— TEXT —
-- begin --
NPR’s Three-Minute Fiction: Better Late Than Never
May 6, 2012 § 8 Comments
Okay … now for something a little different.
So, professionally, I’m a writer and editor. For a trade magazine. I write about new flowers and tricks about how to sell them to you, the unsuspecting consumer.
Non-fiction, all of it. Except for a few marketing spins I will occasionally put on some side projects, of course. There’s not much leeway in my writing life for creative expression, not much chance for letting words form that which has never existed before, or ever has much chance of existing.
Every once in a while I get an itch to go there.
Apparently I’ve been blind as to the forays into fiction that are open to me around this. For instance, NPR has this Three Minute Fiction contest. Who knew, really? Here’s the deal with it: They give you an opening sentence; you write a piece of fiction built around that first sentence that can be read in about three minutes (roughly 600 words); and may the best person win. Win what? I dunno. But it’s intriguing, isn’t it.
I missed the deadline for Round 8 of course. (Round 8?? Seriously, where have I been???) But I’m eagerly awaiting the sentence for Round 9, as the judges are still pouring through the submissions for the previous round.
Encouraged by a few supportive friends, I decided to exercise my fiction-writing skills. What’s below is my attempt at being creative—no mention of flowers, no marketing spin, no attempts at humor even … it was refreshing, actually.
*Ahem* Just a few notes before you get reading:
- The mandatory opening sentence is “She closed the book, placed it on the table, and finally, decided to walk through the door.” I HAD to start with that.
- When you read it, read it out loud, pretending like you are at an open-mic night at a spoken-word performance or something. You’ll get what I mean …
- Contrary to what it says, this did not happen to me. But it happens.
Comments? Questions? Leave ’em below. And, thanks.
Okay, here you go …
She Closed the Book
By Ellen C. Wells
She closed the book, placed it on the table, and finally, decided to walk through the door.
The woman had been reading the slim novel—a smutty 1950s paperback she pulled from the cottage’s shelf—while eating a microwaved burrito over the kitchen sink. The book was a lark, a piece of mindless romance for an absent-minded vacation at the lake. The lake, the cottage, a week of worthless reading—she wanted her most immediate concern to be the turning of the next page.
She had turned the page. Read the words. Then felt the words, felt them as they fell onto her skin, pressed from behind her eyes. As the taste of beef and cheese melded with the memories, she stood there, stomach knotting.
The woman vomited neon orange.
This happened to me. This happened to me. The obligatory romanticized assault scene in dime-store novels happened to me.
Except the woman had been a girl. The room was strange and filthy, the boy she knew only a little. Her kicks and pushes and spit didn’t meet their target, only provoked it. She recalled the pink and green fleur de lis wallpaper, peeling; the child had calmed, breathed through it, took herself elsewhere.
-- end --
— ITEMS —
-- begin --
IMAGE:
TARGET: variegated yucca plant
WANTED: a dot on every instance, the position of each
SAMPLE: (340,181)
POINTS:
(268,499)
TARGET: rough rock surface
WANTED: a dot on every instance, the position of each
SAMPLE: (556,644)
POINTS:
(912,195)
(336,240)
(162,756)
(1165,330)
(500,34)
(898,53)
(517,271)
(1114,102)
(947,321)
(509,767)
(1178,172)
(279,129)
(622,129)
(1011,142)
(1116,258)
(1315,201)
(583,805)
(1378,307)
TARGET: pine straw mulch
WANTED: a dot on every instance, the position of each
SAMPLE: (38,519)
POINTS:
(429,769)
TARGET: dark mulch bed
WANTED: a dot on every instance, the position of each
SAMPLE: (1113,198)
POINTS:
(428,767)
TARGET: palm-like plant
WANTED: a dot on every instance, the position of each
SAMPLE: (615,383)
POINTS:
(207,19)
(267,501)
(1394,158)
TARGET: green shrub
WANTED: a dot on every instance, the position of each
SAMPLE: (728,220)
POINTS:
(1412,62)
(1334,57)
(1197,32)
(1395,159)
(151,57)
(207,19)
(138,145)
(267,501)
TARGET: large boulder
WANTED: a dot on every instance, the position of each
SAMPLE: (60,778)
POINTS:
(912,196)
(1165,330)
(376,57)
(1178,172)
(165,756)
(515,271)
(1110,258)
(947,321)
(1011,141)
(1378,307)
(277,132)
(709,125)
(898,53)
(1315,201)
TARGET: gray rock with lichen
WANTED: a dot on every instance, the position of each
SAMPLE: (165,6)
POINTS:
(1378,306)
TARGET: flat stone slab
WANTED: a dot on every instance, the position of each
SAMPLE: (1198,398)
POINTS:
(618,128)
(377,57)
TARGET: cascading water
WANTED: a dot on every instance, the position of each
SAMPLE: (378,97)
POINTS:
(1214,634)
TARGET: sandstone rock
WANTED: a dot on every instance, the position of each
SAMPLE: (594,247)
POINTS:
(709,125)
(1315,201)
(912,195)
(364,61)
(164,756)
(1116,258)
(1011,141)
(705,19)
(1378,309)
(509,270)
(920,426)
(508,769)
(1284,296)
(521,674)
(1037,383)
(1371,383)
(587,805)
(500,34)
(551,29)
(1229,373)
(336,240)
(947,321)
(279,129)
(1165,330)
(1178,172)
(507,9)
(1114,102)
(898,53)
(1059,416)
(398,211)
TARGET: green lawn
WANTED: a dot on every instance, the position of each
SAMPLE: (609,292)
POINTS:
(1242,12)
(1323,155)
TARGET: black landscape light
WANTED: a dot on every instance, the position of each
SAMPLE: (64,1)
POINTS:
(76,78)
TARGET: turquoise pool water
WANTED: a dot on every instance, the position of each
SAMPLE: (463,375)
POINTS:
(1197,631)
-- end --
— CHALLENGES —
(a) Translate this sentence from the NPR Three-Minute Fiction post into Spanish: "She closed the book, placed it on the table, and finally, decided to walk through the door."
(b) Give the records again from the line with "TARGET: black landscape light" through the end of the records, swapping "dot" for "marker" and changing nothing else.

— OUTPUTS IN ORDER —
(a) Cerró el libro, lo colocó sobre la mesa y, por fin, decidió cruzar la puerta.

(b)
TARGET: black landscape light
WANTED: a marker on every instance, the position of each
SAMPLE: (64,1)
POINTS:
(76,78)
TARGET: turquoise pool water
WANTED: a marker on every instance, the position of each
SAMPLE: (463,375)
POINTS:
(1197,631)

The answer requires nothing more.